» Article
# AQHA halter filly. Critique please!



## KendallG (Feb 2, 2012)

New at this, so bare with me 
Purchased this filly yesterday. Shes at my trainers barn and I just fell in love with her. Oh name suggestions are welcome too! haha. Her registered name is Prim N Promised she is by Mr Dun Promised out of an Adonnis mare. I know these photos are old and not that good. I am going to try and get some good confo. shots soon. We just brought her in and put her under lights so I might wait until after she sheds her woolies. But, I just couldn't help going ahead and giving this a try


----------



## KendallG (Feb 2, 2012)

oh, and please forgive the last two pics they were taken with my phone but i figured i'd just put them on here for the heck of it


----------



## Elana (Jan 28, 2011)

IMO there is a lot to like about this filly. Nice and straight and lots of muscle. Low hocks and knees. She looks like she would ride too. I like that her feet are not tiny.. not sure what an AQHA judge would say.. but she is a nice one. 

In the side shot from your phone.. she does not look as good. If you are going to do shows with her, a word of advice.. Post only great photos of her. It is a lot of work to show and a lot of time and no little money. Always show her off!!


----------



## KendallG (Feb 2, 2012)

Thanks! yes, I know I regretted it after I posted it. She def has a lot of growing and work to do. I personally wish she had a better head and neck. But, the price was right to take a dive into the halter world I suppose. Shes IF and enrolled in quite a few of the big money futurities. Ha yes, def. more input of money then anything else.


----------



## missnashvilletime (Dec 20, 2011)

» Items from a dataset
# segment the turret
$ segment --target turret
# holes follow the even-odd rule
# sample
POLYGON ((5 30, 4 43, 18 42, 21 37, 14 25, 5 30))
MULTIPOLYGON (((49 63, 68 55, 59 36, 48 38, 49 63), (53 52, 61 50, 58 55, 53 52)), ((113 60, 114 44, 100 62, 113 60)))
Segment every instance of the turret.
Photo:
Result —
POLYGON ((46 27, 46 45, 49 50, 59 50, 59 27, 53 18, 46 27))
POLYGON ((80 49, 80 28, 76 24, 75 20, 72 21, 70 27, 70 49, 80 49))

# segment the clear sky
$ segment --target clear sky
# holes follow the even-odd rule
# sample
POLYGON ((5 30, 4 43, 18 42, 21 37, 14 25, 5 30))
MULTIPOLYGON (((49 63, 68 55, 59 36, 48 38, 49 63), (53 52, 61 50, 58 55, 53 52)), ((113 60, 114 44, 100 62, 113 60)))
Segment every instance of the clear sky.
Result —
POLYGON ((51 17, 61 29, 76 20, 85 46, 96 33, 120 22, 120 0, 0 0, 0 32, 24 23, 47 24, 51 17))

» Given task A
Name each distinct username that heads a post in the thread about the AQHA halter filly.
» Given task B
Reproduce both dataset rows above, line for line and without any change.

» Correct result A
KendallG, Elana, missnashvilletime

» Correct result B
# segment the turret
$ segment --target turret
# holes follow the even-odd rule
# sample
POLYGON ((5 30, 4 43, 18 42, 21 37, 14 25, 5 30))
MULTIPOLYGON (((49 63, 68 55, 59 36, 48 38, 49 63), (53 52, 61 50, 58 55, 53 52)), ((113 60, 114 44, 100 62, 113 60)))
Segment every instance of the turret.
Photo:
Result —
POLYGON ((46 27, 46 45, 49 50, 59 50, 59 27, 53 18, 46 27))
POLYGON ((80 49, 80 28, 76 24, 75 20, 72 21, 70 27, 70 49, 80 49))

# segment the clear sky
$ segment --target clear sky
# holes follow the even-odd rule
# sample
POLYGON ((5 30, 4 43, 18 42, 21 37, 14 25, 5 30))
MULTIPOLYGON (((49 63, 68 55, 59 36, 48 38, 49 63), (53 52, 61 50, 58 55, 53 52)), ((113 60, 114 44, 100 62, 113 60)))
Segment every instance of the clear sky.
Result —
POLYGON ((51 17, 61 29, 76 20, 85 46, 96 33, 120 22, 120 0, 0 0, 0 32, 24 23, 47 24, 51 17))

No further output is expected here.